> WORK INSTRUCTIONS: Starting at the line that contains "locate the man." and going through the last line, write those lines out again in full. Shift every coordinate in the answers by -37.

Entries taken from a collection
________

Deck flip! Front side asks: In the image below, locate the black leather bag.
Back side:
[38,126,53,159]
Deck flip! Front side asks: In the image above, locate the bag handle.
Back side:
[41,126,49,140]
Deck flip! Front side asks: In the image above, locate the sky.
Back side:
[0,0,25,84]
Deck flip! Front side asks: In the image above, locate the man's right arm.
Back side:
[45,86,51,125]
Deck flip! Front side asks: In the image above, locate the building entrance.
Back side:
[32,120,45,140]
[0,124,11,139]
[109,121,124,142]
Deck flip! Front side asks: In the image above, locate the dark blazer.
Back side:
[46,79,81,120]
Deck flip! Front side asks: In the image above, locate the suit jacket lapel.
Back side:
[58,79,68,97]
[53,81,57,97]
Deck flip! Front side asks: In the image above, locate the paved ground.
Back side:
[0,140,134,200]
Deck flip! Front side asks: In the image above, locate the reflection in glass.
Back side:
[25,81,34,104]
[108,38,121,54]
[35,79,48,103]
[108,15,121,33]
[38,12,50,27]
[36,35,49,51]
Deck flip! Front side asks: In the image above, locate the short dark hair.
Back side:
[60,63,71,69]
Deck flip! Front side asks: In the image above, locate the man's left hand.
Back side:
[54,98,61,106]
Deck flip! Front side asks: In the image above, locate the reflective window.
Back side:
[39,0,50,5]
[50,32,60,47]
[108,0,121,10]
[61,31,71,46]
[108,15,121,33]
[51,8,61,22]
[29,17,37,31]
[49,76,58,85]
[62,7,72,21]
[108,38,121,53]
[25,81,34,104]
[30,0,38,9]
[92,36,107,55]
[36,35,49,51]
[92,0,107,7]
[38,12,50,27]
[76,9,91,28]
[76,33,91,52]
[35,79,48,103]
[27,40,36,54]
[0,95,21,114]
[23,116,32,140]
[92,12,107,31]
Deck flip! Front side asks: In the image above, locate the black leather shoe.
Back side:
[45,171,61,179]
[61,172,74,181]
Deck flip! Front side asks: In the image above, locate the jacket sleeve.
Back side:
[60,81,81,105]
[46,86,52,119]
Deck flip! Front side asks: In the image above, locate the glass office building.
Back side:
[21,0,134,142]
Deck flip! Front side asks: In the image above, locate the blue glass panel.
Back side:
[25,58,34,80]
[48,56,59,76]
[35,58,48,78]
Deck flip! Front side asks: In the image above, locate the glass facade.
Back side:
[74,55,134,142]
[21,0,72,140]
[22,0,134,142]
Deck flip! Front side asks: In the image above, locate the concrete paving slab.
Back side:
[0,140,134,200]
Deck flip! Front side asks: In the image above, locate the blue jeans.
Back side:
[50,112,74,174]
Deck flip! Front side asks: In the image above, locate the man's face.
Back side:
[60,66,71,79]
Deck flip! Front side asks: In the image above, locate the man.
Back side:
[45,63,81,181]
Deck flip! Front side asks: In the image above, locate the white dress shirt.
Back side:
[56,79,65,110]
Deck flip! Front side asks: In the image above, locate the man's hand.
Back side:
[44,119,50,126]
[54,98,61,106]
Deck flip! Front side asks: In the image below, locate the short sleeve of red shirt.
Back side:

________

> EXERCISE RESULT:
Deck flip! Front side asks: In the image above, locate the man.
Back side:
[8,26,44,144]
Deck flip! Front side asks: In the image above, locate the white dress shirt.
Back side:
[19,42,28,73]
Deck flip! Front side asks: In the image above, locate the man's hand.
Back side:
[7,82,13,89]
[17,61,24,69]
Deck flip! Front side asks: In the image below, locate the short sleeve of red shirt.
Back side:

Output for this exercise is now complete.